━━━━━ Material for this exercise ━━━━━

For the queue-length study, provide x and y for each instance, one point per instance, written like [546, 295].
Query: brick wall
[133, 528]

━━━━━
━━━━━ Material for this exercise ━━━━━

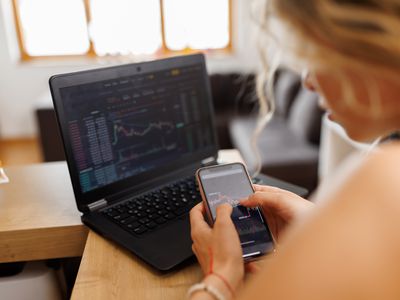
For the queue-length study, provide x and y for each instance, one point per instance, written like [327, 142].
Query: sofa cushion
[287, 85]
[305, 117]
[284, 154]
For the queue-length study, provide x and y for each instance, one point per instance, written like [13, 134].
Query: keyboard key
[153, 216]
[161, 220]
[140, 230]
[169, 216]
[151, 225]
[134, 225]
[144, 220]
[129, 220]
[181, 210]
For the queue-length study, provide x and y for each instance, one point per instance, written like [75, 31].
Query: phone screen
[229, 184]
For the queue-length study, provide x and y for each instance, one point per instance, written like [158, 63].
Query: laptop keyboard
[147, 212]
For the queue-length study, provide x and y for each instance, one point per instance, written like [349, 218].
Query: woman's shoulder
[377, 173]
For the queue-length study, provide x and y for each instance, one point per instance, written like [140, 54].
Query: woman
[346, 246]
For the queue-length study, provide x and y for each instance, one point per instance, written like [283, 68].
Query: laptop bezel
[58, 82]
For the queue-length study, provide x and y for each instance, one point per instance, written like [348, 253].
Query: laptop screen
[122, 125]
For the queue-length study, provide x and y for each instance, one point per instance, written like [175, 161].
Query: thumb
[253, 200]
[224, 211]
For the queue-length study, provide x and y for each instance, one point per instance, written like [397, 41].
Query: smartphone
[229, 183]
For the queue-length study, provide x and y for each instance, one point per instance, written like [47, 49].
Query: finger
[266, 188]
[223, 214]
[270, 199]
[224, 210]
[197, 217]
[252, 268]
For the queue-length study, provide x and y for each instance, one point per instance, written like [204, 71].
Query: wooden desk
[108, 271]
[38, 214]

━━━━━
━━━━━ Material for this exercise ━━━━━

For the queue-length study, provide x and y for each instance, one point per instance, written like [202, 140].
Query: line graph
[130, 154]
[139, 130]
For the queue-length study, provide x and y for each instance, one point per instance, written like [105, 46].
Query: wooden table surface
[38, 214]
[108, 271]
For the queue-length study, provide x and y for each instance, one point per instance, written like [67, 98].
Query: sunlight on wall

━━━━━

> Goal:
How many lines in the rows above contain the word "wooden"? Reply with the number only.

> Exercise output:
2